• Description of the task
Starting at the line that has "the cloud underside" and ending after the line that has "[[180, 123, 291, 249], [18, 172, 58, 226]]", reproduce only those lines from the rows below, swapping "ground truth annotations" for "reference labels" and leaving everything else unchanged.

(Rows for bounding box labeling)
+++

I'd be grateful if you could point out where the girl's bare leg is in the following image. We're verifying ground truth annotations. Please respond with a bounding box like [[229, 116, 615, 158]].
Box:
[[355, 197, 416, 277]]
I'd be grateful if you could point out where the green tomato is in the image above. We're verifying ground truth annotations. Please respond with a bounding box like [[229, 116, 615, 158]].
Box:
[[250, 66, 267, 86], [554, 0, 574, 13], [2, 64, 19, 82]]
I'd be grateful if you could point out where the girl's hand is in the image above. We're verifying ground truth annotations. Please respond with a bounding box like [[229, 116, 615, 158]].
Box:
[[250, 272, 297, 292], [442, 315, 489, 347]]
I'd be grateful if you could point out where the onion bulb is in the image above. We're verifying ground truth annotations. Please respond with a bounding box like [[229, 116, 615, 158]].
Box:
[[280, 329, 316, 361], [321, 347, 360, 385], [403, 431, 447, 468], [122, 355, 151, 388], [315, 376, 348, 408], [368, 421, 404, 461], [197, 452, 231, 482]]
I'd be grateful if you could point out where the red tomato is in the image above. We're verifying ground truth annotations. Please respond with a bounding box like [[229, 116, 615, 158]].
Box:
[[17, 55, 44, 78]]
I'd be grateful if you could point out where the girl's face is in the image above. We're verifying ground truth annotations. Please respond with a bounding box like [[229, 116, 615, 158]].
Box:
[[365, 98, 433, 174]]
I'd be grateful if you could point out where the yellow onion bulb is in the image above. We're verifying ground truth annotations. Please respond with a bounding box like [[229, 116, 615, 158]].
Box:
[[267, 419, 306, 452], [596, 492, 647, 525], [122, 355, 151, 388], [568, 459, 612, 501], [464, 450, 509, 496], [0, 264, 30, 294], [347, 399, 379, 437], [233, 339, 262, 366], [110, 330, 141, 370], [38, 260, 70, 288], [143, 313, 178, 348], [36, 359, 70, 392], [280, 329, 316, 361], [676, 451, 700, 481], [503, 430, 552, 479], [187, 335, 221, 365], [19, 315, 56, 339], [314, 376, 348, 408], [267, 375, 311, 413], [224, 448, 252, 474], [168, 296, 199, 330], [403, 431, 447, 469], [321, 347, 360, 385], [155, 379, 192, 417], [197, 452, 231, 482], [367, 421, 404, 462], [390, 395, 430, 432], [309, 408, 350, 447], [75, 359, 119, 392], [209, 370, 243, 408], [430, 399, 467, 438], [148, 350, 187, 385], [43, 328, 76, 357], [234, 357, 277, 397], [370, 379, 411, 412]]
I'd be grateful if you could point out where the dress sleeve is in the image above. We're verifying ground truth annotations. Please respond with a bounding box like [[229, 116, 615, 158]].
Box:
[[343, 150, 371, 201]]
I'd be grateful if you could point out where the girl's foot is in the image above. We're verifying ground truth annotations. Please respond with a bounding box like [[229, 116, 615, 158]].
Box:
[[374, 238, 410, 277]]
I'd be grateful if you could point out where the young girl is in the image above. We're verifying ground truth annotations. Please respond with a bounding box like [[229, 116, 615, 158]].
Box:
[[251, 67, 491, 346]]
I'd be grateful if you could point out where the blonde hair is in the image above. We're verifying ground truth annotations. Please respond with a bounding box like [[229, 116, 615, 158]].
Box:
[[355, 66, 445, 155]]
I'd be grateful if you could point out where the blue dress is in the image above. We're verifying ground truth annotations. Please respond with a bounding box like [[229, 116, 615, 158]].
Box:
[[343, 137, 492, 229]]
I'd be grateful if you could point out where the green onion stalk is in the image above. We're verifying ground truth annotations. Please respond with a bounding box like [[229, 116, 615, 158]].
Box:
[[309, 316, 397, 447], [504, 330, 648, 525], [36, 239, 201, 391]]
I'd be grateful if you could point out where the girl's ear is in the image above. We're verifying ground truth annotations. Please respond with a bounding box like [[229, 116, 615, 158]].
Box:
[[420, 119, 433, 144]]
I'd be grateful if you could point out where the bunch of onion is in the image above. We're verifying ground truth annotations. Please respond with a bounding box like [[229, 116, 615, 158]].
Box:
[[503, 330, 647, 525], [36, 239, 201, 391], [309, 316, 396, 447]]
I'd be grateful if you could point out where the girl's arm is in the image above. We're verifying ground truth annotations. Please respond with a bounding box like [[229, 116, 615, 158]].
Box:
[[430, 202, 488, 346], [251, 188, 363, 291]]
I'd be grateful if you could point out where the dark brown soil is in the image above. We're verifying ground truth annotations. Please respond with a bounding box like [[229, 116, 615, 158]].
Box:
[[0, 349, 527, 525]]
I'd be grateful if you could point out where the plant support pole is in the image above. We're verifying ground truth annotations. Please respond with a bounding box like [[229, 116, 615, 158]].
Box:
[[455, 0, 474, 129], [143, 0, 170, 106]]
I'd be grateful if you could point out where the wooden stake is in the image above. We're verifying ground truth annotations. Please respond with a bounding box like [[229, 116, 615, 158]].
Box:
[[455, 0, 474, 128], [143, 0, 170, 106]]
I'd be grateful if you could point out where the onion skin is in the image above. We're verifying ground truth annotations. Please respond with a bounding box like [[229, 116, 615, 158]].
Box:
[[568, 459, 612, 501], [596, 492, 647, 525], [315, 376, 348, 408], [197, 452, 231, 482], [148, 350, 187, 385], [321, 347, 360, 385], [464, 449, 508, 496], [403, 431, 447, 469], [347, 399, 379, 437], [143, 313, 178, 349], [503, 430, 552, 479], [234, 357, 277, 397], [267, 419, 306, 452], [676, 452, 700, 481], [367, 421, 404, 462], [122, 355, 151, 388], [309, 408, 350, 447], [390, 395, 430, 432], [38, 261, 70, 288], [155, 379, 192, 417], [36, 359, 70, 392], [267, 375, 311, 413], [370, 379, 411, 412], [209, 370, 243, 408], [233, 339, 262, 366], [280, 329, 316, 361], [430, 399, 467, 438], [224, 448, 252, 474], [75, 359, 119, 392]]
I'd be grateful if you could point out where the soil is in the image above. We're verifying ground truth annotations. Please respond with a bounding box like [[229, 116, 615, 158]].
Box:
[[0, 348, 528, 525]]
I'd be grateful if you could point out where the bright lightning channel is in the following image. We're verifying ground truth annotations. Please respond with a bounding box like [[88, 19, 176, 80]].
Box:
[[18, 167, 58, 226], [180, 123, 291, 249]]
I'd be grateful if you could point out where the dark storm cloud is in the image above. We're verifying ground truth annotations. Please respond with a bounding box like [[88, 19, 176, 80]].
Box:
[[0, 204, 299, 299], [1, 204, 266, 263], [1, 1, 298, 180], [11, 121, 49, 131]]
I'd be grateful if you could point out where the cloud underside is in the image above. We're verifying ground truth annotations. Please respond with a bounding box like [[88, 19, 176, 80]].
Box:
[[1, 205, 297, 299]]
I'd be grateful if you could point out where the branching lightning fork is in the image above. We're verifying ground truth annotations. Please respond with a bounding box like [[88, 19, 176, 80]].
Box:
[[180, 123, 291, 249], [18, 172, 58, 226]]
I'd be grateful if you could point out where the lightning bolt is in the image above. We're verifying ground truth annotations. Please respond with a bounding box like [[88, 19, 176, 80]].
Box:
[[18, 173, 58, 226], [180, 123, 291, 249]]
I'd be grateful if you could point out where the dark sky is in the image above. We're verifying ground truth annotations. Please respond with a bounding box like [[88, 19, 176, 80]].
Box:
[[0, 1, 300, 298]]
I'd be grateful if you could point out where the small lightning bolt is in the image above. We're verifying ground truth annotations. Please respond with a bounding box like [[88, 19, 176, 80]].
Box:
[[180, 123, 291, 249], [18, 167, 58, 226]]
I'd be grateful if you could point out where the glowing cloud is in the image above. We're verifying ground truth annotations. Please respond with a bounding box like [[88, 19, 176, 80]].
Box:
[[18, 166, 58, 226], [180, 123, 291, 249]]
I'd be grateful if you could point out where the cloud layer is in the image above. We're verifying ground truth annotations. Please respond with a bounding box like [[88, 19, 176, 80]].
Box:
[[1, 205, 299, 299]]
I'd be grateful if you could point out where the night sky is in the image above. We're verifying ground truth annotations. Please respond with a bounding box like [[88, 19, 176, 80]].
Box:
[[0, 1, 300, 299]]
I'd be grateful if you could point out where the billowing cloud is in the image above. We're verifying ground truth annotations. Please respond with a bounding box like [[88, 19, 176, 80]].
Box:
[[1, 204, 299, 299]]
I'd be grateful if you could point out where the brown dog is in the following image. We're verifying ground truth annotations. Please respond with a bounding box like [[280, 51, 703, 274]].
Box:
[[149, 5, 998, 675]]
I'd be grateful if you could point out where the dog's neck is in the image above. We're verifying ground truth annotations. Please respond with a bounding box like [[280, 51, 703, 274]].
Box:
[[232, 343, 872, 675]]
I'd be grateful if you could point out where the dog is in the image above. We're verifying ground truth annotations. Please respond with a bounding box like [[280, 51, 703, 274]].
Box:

+++

• Exercise response
I'd be grateful if you could point out where the cloud underside is in the image above. We're verifying reference labels. Please respond with a bounding box like [[88, 19, 176, 80]].
Box:
[[1, 205, 297, 299]]
I'd be grateful if you could point out where the branching lightning fork is in the image above. We're verifying reference labels. Please respond with a bounding box like [[88, 19, 176, 80]].
Box:
[[180, 123, 291, 249], [18, 172, 58, 226]]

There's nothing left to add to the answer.